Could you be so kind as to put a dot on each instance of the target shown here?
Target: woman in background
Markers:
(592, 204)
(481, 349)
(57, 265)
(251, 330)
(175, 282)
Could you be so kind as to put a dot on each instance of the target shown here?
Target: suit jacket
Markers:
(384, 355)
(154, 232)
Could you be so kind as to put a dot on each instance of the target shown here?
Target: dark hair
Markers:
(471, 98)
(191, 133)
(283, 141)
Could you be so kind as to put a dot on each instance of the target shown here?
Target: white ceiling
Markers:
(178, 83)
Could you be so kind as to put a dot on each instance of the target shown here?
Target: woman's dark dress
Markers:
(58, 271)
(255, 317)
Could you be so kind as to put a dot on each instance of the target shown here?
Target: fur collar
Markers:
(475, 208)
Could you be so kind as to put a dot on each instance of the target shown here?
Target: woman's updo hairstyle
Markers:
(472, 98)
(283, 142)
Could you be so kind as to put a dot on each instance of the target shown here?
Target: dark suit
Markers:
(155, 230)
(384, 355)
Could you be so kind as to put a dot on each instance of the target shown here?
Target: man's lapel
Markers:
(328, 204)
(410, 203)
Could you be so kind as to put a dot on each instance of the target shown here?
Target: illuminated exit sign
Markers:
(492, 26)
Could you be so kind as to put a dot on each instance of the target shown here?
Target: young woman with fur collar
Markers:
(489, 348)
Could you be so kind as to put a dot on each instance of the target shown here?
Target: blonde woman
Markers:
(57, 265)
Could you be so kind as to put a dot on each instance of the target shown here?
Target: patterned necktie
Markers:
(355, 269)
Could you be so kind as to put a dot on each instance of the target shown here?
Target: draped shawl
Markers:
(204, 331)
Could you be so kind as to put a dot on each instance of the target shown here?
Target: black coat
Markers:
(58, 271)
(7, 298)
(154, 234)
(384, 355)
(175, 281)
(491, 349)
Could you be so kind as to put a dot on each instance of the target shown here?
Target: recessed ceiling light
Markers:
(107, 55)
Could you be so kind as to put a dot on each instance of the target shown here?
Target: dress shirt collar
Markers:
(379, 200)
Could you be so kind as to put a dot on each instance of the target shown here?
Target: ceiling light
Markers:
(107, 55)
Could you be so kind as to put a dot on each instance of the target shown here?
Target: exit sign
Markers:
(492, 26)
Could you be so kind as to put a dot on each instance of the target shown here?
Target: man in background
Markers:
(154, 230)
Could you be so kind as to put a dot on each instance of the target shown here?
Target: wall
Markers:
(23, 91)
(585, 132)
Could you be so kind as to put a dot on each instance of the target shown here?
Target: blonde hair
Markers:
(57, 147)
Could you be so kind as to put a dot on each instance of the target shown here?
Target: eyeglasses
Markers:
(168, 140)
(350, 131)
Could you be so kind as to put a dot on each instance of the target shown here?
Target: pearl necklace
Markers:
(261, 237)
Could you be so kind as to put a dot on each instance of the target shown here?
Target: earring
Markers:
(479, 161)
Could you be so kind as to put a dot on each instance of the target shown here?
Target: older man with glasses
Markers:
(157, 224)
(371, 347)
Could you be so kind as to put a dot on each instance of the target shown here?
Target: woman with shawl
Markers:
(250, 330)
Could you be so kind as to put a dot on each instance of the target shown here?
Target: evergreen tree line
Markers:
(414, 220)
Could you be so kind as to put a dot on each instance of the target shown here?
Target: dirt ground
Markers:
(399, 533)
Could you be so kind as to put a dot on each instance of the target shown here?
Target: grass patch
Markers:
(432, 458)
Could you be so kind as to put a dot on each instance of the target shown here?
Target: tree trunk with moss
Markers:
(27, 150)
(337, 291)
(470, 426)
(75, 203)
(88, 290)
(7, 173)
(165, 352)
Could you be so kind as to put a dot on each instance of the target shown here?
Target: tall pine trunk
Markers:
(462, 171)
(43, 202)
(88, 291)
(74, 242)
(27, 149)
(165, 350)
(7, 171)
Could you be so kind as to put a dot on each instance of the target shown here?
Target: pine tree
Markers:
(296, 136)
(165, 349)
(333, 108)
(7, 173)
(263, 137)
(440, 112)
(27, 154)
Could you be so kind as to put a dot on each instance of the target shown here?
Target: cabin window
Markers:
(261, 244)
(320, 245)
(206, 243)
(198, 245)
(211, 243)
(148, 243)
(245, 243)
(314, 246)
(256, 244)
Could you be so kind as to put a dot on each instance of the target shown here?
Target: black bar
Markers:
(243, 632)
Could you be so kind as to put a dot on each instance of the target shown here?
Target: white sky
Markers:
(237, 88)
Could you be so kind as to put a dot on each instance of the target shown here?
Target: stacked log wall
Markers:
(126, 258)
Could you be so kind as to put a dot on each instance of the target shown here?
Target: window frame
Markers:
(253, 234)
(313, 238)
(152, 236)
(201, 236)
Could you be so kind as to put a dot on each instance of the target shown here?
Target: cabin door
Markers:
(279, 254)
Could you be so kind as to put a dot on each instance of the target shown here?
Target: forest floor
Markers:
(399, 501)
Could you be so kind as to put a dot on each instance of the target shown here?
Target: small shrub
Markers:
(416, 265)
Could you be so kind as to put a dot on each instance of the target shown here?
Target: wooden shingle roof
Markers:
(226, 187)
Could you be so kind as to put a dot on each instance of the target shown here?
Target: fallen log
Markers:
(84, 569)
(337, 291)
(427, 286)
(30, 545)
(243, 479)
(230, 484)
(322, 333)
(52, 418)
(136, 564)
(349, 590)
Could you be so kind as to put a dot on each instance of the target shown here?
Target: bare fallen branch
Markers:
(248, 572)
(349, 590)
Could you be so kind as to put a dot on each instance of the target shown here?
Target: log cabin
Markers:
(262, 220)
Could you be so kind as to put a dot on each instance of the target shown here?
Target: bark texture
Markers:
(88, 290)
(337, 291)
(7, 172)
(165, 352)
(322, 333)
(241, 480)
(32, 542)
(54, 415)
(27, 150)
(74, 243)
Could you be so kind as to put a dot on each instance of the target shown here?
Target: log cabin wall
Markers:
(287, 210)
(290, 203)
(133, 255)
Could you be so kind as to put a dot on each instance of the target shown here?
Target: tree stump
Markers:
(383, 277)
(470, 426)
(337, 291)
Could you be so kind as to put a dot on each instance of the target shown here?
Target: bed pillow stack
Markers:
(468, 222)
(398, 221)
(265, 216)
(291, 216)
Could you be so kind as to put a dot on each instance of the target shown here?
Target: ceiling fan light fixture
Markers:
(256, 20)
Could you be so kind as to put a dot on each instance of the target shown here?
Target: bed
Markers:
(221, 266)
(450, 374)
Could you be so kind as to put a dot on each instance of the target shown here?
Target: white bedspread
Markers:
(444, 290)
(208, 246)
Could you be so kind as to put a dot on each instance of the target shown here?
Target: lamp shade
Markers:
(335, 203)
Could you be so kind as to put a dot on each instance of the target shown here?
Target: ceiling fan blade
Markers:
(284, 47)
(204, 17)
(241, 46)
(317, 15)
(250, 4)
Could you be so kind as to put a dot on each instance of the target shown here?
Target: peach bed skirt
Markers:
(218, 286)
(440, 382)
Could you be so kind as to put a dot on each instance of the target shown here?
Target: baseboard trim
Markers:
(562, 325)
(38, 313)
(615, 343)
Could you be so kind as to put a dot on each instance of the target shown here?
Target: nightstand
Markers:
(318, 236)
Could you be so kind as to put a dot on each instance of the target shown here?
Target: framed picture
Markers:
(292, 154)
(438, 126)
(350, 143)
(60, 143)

......

Problem to solve »
Every entry should be printed again exactly as it stands.

Written response »
Could you be so kind as to put a dot on each instance of the target shown here?
Target: woman in background
Markers:
(592, 204)
(481, 349)
(57, 265)
(251, 330)
(175, 282)
Could you be so kind as to put a dot on each instance of the target shown here?
Target: suit jacket
Markers:
(384, 355)
(154, 232)
Could you be so kind as to put a dot on each instance of the target shown here?
Target: dark hair
Markers:
(471, 98)
(191, 133)
(283, 141)
Could you be so kind as to put a dot on each instance of the target shown here?
Target: white ceiling
Markers:
(178, 83)
Could you be so kind as to put a dot on each instance of the target shown here?
Target: woman's dark dress
Markers:
(58, 271)
(255, 317)
Could you be so kind as to put a dot on each instance of the target shown here?
Target: fur collar
Markers:
(475, 208)
Could you be so kind as to put a dot on each instance of the target shown here?
Target: woman's updo hairstyle
Markers:
(472, 98)
(283, 142)
Could you be so kind as to put a dot on each instance of the target shown here?
Target: dark suit
Markers:
(155, 230)
(384, 355)
Could you be so kind as to put a dot on each instance of the target shown here?
Target: man's lapel
Markers:
(328, 204)
(410, 203)
Could you be so kind as to put a dot on each instance of the target shown here?
Target: illuminated exit sign
Markers:
(492, 26)
Could you be so kind as to put a dot on each instance of the target shown here?
Target: young woman with fur collar
Markers:
(489, 348)
Could you be so kind as to put a dot on each instance of the target shown here?
Target: blonde woman
Markers:
(57, 265)
Could you be so kind as to put a dot on each instance of the target shown here?
Target: patterned necktie
Markers:
(355, 269)
Could you be so kind as to put a dot on each instance of the target shown here?
Target: draped shawl
Markers:
(204, 331)
Could you be so kind as to put a dot on each instance of the target shown here?
Target: black coat
Markers:
(58, 271)
(7, 298)
(154, 234)
(384, 355)
(175, 281)
(491, 349)
Could you be so kind as to put a dot on each instance of the target shown here?
Target: recessed ceiling light
Markers:
(107, 55)
Could you be so kind as to put a dot on each instance of the target shown here?
Target: dress shirt collar
Markers:
(379, 200)
Could you be so kind as to put a dot on each instance of the target shown here?
Target: ceiling light
Markers:
(107, 55)
Could you be so kind as to put a dot on each instance of the target shown here?
Target: exit sign
Markers:
(492, 26)
Could you be so kind as to put a dot on each instance of the target shown here?
Target: man in background
Markers:
(154, 230)
Could you be so kind as to put a dot on each instance of the target shown here?
Target: wall
Markers:
(23, 91)
(585, 132)
Could you be so kind as to put a dot on each instance of the target shown here?
Target: blonde hair
Markers:
(57, 147)
Could you be so kind as to put a dot on each instance of the target shown here?
Target: eyeglasses
Markers:
(168, 140)
(350, 131)
Could you be so kind as to put a dot on each instance of the target shown here?
Target: pearl necklace
Markers:
(261, 237)
Could you be so kind as to put a dot on each instance of the target shown here?
Target: earring
Markers:
(479, 161)
Could you be so kind as to put a dot on each instance of the target shown here?
Target: older man with glasses
Markers:
(157, 224)
(371, 347)
Could you be so kind as to put a dot on each instance of the target shown here?
Target: woman with shawl
Markers:
(250, 330)
Could you be so kind as to put a dot on each instance of the target shown here?
Target: evergreen tree line
Markers:
(414, 220)
Could you be so kind as to put a dot on each instance of the target shown here?
Target: dirt ground
Markers:
(399, 533)
Could you be so kind as to put a dot on each instance of the target shown here?
Target: grass patch
Markers:
(432, 458)
Could you be so kind as to put a dot on each instance of the target shown here?
Target: tree trunk with moss
Markers:
(27, 150)
(337, 291)
(470, 426)
(75, 203)
(88, 290)
(7, 173)
(165, 352)
Could you be so kind as to put a dot on each instance of the target shown here?
Target: tall pine trunk
Markers:
(462, 171)
(43, 202)
(88, 291)
(74, 242)
(27, 149)
(165, 350)
(7, 171)
Could you be so kind as to put a dot on each instance of the target shown here?
Target: pine tree
Markers:
(296, 136)
(165, 349)
(333, 108)
(7, 173)
(263, 137)
(440, 112)
(27, 154)
Could you be so kind as to put a dot on each instance of the target shown here?
Target: cabin window
Markers:
(261, 244)
(320, 245)
(206, 243)
(198, 245)
(211, 243)
(148, 243)
(245, 243)
(314, 246)
(256, 244)
Could you be so kind as to put a dot on each instance of the target shown here?
Target: black bar
Markers:
(243, 632)
Could you be so kind as to put a dot on each instance of the target shown here?
Target: white sky
Markers:
(237, 88)
Could you be so kind as to put a dot on each instance of the target shown here?
Target: stacked log wall
Markers:
(126, 258)
Could you be so kind as to put a dot on each instance of the target shown here?
Target: window frame
Markers:
(253, 234)
(313, 238)
(152, 236)
(201, 236)
Could you be so kind as to put a dot on each instance of the target shown here?
Target: cabin door
Markers:
(279, 254)
Could you be so kind as to put a dot on each instance of the target shown here?
Target: forest floor
Markers:
(399, 501)
Could you be so kind as to put a dot on each instance of the target shown here?
Target: small shrub
Markers:
(416, 265)
Could you be so kind as to put a dot on each instance of the target shown here?
Target: wooden shingle roof
Markers:
(226, 187)
Could you be so kind as to put a dot on each instance of the target shown here?
Target: fallen log
Markers:
(84, 569)
(337, 291)
(427, 286)
(30, 545)
(243, 479)
(230, 484)
(322, 333)
(52, 418)
(136, 564)
(349, 590)
Could you be so kind as to put a dot on each instance of the target shown here?
Target: bare fallen branch
Markers:
(248, 572)
(349, 590)
Could you be so kind as to put a dot on each instance of the target shown here?
Target: log cabin
Markers:
(262, 220)
Could you be so kind as to put a dot on each instance of the target shown here?
Target: bark texture
Markers:
(88, 290)
(337, 291)
(7, 172)
(165, 352)
(322, 333)
(241, 480)
(32, 542)
(54, 415)
(27, 150)
(74, 243)
Could you be so kind as to put a dot on each instance of the target shown here?
Target: log cabin wall
Markers:
(287, 210)
(290, 203)
(133, 255)
Could you be so kind as to put a dot on each instance of the target shown here?
Target: tree stump
Markers:
(383, 277)
(470, 426)
(337, 291)
Could you be so kind as to put a dot on each instance of the target shown here?
Target: bed pillow stack
Markers:
(468, 222)
(398, 221)
(265, 216)
(291, 216)
Could you be so kind as to put a dot on each instance of the target shown here?
Target: ceiling fan light fixture
Markers:
(256, 20)
Could you be so kind as to put a dot on each instance of the target shown here?
Target: bed
Markers:
(221, 266)
(450, 374)
Could you be so kind as to put a dot on each instance of the target shown here?
Target: white bedspread
Markers:
(444, 290)
(208, 246)
Could you be so kind as to put a dot on each instance of the target shown here?
Target: lamp shade
Markers:
(335, 203)
Could you be so kind as to put a dot on each instance of the target shown here?
Target: ceiling fan blade
Markers:
(284, 47)
(204, 17)
(241, 46)
(317, 15)
(250, 4)
Could you be so kind as to put a dot on each instance of the target shown here?
Target: peach bed skirt
Markers:
(218, 286)
(440, 382)
Could you be so kind as to put a dot on each instance of the target shown here?
Target: baseboard trim
Markers:
(562, 325)
(38, 313)
(615, 343)
Could you be so kind as to put a dot on each instance of the target shown here?
Target: nightstand
Markers:
(318, 236)
Could you be so kind as to put a dot on each instance of the target shown here?
Target: framed picture
Markers:
(292, 154)
(438, 126)
(350, 143)
(60, 143)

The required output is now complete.